(Collected data entries)
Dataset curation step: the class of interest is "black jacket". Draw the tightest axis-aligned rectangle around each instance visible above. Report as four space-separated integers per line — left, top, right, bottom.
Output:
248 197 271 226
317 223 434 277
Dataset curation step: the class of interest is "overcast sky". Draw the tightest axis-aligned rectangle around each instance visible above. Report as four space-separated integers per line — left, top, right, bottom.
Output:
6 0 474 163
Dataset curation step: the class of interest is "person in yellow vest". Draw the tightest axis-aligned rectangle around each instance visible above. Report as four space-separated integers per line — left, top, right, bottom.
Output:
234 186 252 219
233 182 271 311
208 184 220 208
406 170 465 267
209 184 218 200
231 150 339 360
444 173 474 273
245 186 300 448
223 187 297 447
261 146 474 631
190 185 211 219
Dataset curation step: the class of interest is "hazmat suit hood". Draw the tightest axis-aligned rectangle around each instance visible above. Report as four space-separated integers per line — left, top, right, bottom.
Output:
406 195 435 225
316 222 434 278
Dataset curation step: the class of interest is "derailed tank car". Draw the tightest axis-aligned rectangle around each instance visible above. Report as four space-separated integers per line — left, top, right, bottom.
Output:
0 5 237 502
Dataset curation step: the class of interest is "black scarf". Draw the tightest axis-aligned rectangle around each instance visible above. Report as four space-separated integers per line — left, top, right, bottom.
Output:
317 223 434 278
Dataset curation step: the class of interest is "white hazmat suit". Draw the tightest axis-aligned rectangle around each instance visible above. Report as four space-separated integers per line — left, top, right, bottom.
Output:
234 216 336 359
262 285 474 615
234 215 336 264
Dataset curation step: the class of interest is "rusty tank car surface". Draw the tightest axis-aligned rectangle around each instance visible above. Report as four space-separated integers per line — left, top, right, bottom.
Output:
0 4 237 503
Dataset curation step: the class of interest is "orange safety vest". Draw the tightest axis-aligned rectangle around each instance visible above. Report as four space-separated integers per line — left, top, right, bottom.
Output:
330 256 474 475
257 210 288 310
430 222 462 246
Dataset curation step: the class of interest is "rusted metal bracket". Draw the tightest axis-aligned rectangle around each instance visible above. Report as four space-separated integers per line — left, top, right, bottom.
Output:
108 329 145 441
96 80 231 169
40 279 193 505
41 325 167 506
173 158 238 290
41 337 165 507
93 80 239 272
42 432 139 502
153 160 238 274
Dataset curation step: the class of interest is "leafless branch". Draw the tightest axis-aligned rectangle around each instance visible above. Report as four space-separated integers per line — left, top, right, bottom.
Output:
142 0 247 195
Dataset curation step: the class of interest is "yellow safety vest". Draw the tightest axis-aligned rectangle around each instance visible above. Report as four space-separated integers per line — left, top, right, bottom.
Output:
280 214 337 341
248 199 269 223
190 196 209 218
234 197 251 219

Problem details: Would you please transcribe all of the entries above exactly?

Response below:
Dataset curation step: the class of interest is "black jacket". Draw the tightest axis-aligned rectangle around each instance visible above. Report as four space-separated integers per line — left, top, right, bottom.
Output:
248 197 271 226
317 223 434 277
Dataset curation step: the class of interest is "overcast sky". Draw the tightest axis-aligned rectangle around each instance visible above. Report as four space-separated integers per line — left, top, right, bottom.
Output:
6 0 474 163
Dataset curation step: the class of interest is "person in yellow vest". Draw the tightest axis-aligned rectangle around each instance visible above. Report as four space-separated integers per line — left, top, right, bottom.
Output:
234 186 252 219
233 182 271 311
208 184 220 208
406 170 465 267
209 184 218 200
231 150 339 360
444 173 474 273
245 186 300 448
223 187 297 447
261 146 474 631
190 185 211 219
Dataset curation step: the class of interest is "hazmat suit hood". Draw the tightest axis-aligned rectangle around each instance visible above. Report as four space-separated integers per line — left, top, right, bottom.
Output:
406 195 435 225
316 222 434 278
Dataset curation step: the class of interest is "derailed tank car". Draw the tightest axis-aligned rectangle around each instance visible above. Report as four space-separated integers per line — left, top, right, bottom.
Output:
0 5 237 502
Dataset curation step: the class of interest is "black scarf". Draw the tightest axis-aligned rectangle around each instance visible above. Report as four space-separated integers per line — left, top, right, bottom.
Output:
317 223 434 278
Dataset curation step: the class of interest is "white hazmat suit". Draw the tightest axis-aligned rectangle around each instance visible above. Report as four space-separated integers per line — left, top, right, bottom.
Output:
234 216 336 359
262 285 474 615
234 215 336 264
Dataset curation step: the class of interest is "rusty tank car surface". Draw the tightest axis-aligned rectangle around each instance visible above. Report as four space-separated integers per line — left, top, right, bottom.
Output:
0 4 237 503
Dataset curation step: the class of interest is "orange safety vest". Draw the tightest axis-aligned rectangle around each instance visible above. Report as four space-separated integers per line — left, top, right, bottom.
Output:
330 256 474 475
257 210 288 310
430 222 462 246
Dataset curation step: the class of interest is "rusted metal bracket". Draw the tightest axis-aligned rectangle around each instance visible above. Report as four space-separated integers per line — left, top, right, bottom.
Output:
108 329 145 441
96 80 231 169
40 279 193 505
41 325 167 506
173 158 238 290
41 337 165 507
93 80 239 272
42 432 139 502
153 160 238 274
Dataset curation step: the class of interest is "leafless branch". Draw the tightest axis-aligned rectangle around each instance visible above. Report as four space-separated integers per line — left, top, right, bottom.
Output:
142 0 247 195
Dataset curation step: the class of interest is "yellow safety vest". Draw the tightest axis-aligned rectangle around each instance visible above. Report as four space-separated integers per line — left, top, right, bottom.
Output:
280 214 337 341
248 199 269 223
190 196 209 218
234 197 251 219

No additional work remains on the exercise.